_What the task requires_.
Please recast the records below as a JSON list of strings, one string per line, leaving out any blank lines.

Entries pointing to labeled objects
###
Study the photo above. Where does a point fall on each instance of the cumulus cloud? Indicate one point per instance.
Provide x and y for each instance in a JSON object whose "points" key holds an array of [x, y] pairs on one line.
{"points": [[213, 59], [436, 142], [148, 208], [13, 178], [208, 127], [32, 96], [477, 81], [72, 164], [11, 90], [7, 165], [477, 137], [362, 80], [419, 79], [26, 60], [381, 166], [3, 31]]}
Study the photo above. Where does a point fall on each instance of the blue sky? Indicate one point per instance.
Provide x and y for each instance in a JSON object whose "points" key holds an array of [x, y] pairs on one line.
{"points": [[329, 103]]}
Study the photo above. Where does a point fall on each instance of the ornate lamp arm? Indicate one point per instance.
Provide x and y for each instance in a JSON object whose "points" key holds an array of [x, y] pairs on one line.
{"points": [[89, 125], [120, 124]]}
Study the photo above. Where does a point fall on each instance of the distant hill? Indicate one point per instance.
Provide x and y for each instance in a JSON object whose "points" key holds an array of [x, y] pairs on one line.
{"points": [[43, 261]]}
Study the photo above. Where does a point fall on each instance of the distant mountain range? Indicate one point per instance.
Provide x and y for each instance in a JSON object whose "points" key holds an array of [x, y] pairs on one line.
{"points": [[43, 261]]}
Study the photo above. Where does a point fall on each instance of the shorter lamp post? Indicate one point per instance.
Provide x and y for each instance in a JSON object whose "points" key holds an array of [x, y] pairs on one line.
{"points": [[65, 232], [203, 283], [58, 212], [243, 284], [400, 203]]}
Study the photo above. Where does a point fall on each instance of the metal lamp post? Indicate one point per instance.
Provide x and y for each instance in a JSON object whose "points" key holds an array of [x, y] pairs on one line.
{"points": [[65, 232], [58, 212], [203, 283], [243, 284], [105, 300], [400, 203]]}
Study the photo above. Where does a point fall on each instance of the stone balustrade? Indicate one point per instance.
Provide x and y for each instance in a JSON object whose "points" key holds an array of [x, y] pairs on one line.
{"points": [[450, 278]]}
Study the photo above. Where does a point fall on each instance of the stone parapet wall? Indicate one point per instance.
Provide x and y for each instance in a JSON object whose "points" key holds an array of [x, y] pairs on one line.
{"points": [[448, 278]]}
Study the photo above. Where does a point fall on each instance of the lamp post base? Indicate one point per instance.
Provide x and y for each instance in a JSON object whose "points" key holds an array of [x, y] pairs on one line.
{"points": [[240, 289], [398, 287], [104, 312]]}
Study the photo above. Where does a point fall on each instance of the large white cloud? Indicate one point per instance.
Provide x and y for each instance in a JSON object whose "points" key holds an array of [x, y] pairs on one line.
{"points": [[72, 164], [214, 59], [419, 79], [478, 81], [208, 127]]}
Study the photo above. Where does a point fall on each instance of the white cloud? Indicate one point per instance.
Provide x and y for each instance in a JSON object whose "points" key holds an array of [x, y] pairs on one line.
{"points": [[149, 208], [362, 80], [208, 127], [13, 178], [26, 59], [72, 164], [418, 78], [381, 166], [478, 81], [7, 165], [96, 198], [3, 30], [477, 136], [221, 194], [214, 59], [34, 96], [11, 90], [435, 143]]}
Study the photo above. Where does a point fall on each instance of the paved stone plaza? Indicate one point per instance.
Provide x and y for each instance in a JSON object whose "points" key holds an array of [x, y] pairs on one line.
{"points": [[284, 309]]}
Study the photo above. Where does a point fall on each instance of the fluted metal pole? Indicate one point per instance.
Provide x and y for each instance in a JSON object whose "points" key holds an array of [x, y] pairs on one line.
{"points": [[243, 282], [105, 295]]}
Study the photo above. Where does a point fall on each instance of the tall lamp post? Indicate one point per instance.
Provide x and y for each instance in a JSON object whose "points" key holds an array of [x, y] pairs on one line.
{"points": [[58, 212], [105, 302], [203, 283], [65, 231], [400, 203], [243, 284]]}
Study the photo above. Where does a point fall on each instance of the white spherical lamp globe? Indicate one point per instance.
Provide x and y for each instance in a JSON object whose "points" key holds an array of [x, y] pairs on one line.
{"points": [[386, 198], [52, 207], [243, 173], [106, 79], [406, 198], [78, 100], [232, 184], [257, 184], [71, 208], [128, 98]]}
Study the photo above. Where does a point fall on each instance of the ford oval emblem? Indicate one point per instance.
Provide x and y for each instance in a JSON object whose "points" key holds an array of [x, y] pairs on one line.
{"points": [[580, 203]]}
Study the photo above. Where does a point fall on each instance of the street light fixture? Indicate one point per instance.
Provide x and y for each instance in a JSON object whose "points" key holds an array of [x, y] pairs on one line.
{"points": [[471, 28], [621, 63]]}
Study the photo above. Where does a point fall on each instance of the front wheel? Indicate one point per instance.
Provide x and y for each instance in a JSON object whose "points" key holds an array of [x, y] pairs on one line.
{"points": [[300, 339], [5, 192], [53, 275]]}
###
_Solved problem_.
[
  "Study the photo above. Where does a point fall on each instance of the cumulus cloud? Indicate one point per instance.",
  "Provide x and y for each instance in a JSON object whose \"points\" key holds an array of [x, y] pairs on one line.",
  "{\"points\": [[213, 59], [436, 142], [148, 208], [13, 178], [208, 127], [32, 96], [477, 81], [72, 164], [11, 90], [7, 165], [477, 137], [362, 80], [419, 79], [26, 60], [381, 166], [3, 31]]}",
  "Study the photo above. Where does a point fall on each instance of the blue sky? Indicate one point per instance.",
  "Provide x and y for each instance in a JSON object whose \"points\" key holds an array of [x, y] pairs on one line.",
  "{\"points\": [[329, 103]]}",
  "Study the photo above. Where does a point fall on each instance of the ornate lamp arm? Indicate one point per instance.",
  "Provide x and y for each instance in a JSON object whose \"points\" key holds an array of [x, y] pairs on one line.",
  "{\"points\": [[89, 125], [120, 124]]}",
  "Study the photo above. Where does a point fall on each instance of the distant hill? Indicate one point per instance.",
  "Provide x and y for each instance in a JSON object whose \"points\" key holds an array of [x, y] pairs on one line.",
  "{\"points\": [[43, 261]]}",
  "Study the photo above. Where does a point fall on each instance of the distant mountain range? Indicate one point per instance.",
  "Provide x and y for each instance in a JSON object whose \"points\" key holds an array of [x, y] pairs on one line.",
  "{\"points\": [[43, 261]]}",
  "Study the photo above. Where does a point fall on each instance of the shorter lamp post? Indicate one point per instance.",
  "Provide x and y for each instance in a JSON object whose \"points\" key holds an array of [x, y] pairs on one line.",
  "{\"points\": [[65, 232], [203, 283], [58, 212], [243, 284], [400, 203]]}",
  "Study the photo above. Where does a point fall on each instance of the metal lamp post? Indicate one point per instance.",
  "Provide x and y for each instance in a JSON object whose \"points\" key holds an array of [x, y] pairs on one line.",
  "{\"points\": [[65, 232], [58, 212], [203, 283], [243, 284], [105, 300], [400, 203]]}",
  "Study the photo above. Where does a point fall on each instance of the stone balustrade? Indicate one point per instance.",
  "Provide x and y for each instance in a JSON object whose \"points\" key holds an array of [x, y] pairs on one line.",
  "{\"points\": [[450, 278]]}",
  "Study the photo above. Where does a point fall on each instance of the stone parapet wall? Indicate one point per instance.",
  "Provide x and y for each instance in a JSON object whose \"points\" key holds an array of [x, y] pairs on one line.",
  "{\"points\": [[448, 278]]}",
  "Study the photo above. Where does a point fall on each instance of the lamp post base? Indicate one point per instance.",
  "Provide x and y for each instance in a JSON object whose \"points\" key holds an array of [x, y] pairs on one line.",
  "{\"points\": [[240, 289], [398, 287], [104, 312]]}",
  "Study the photo above. Where does a point fall on each instance of the large white cloud? Indicate one point per instance.",
  "Provide x and y for each instance in a JSON object whose \"points\" key holds an array of [x, y] pairs on one line.",
  "{\"points\": [[72, 164], [214, 59], [419, 79], [478, 81], [208, 127]]}",
  "Study the photo above. Where does a point fall on each instance of the white cloud? Indicate one point per instance.",
  "Provide x and y for each instance in a JSON object whose \"points\" key holds an array of [x, y] pairs on one line.",
  "{\"points\": [[149, 208], [362, 80], [208, 127], [13, 178], [26, 59], [72, 164], [418, 78], [381, 166], [478, 81], [7, 165], [96, 198], [3, 30], [477, 136], [221, 194], [214, 59], [34, 96], [11, 90], [435, 143]]}",
  "Study the photo above. Where does a point fall on each instance of the paved stone plaza? Indicate one point per instance.",
  "Provide x and y for each instance in a JSON object whose \"points\" key holds an array of [x, y] pairs on one line.",
  "{\"points\": [[284, 309]]}",
  "Study the photo above. Where does a point fall on each instance of the fluted metal pole? Indicate one point per instance.",
  "Provide x and y for each instance in a JSON object whose \"points\" key holds an array of [x, y] pairs on one line.",
  "{\"points\": [[243, 282], [105, 295]]}",
  "Study the photo above. Where does a point fall on each instance of the tall lamp post? Indicate one point per instance.",
  "Provide x and y for each instance in a JSON object whose \"points\" key holds an array of [x, y] pairs on one line.",
  "{\"points\": [[58, 212], [105, 302], [203, 283], [65, 231], [400, 203], [243, 284]]}",
  "Study the photo above. Where does a point fall on each instance of the white spherical lamp globe? Indicate one point per instance.",
  "Provide x and y for each instance in a JSON object whose \"points\" key holds an array of [x, y] pairs on one line.",
  "{\"points\": [[386, 198], [52, 207], [243, 173], [106, 79], [406, 198], [78, 100], [232, 184], [257, 184], [71, 208], [128, 98]]}",
  "Study the photo above. Where does a point fall on each instance of the ford oval emblem? Indicate one point per instance.",
  "Provide x and y for each instance in a JSON object whose \"points\" key holds an array of [x, y] pairs on one line.",
  "{\"points\": [[580, 203]]}",
  "Study the photo above. Where does a point fall on each instance of the street light fixture? Indicate one point per instance.",
  "Provide x and y for each instance in a JSON object whose \"points\" key holds an array of [x, y] pairs on one line.",
  "{\"points\": [[471, 28], [621, 63]]}",
  "Study the photo above. Where does a point fall on each instance of the front wheel? Indicate one point per instance.",
  "Provide x and y for each instance in a JSON object whose \"points\" key holds an array of [x, y] pairs on one line.",
  "{\"points\": [[300, 339], [5, 192], [53, 275]]}"
]